— Start of DATA SHOWN —
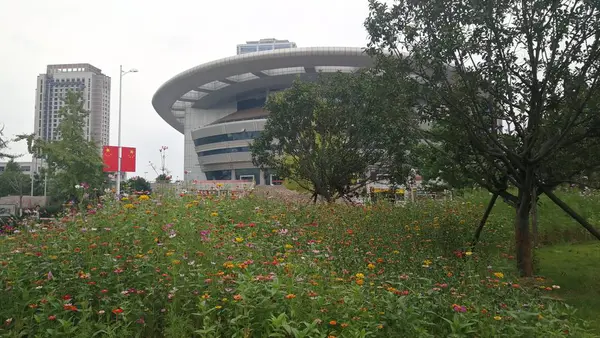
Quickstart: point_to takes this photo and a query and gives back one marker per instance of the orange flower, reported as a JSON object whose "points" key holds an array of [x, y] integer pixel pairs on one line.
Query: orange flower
{"points": [[69, 307]]}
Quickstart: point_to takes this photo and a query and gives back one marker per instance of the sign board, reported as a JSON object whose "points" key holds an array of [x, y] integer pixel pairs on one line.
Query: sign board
{"points": [[8, 210]]}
— End of DATA SHOWN —
- THE EXERCISE -
Reproduce the material above verbatim, line for line, and omit the pictures.

- RESPONSE TO THIS EXERCISE -
Quickstart: point_to takes this photo and a query and gives back one marker per instance of the orange flower, reported as a JSON object whose "points" key holds an array of [x, y] integer pixel pairs on one line.
Query: orange flower
{"points": [[69, 307]]}
Quickstart: point_to takes this photo and a query and gives back one marker per instance of the sign board, reported as a JSON object whose "points" key holds an array of [x, y] integer pixel pairs on one line.
Query: sign board
{"points": [[8, 210]]}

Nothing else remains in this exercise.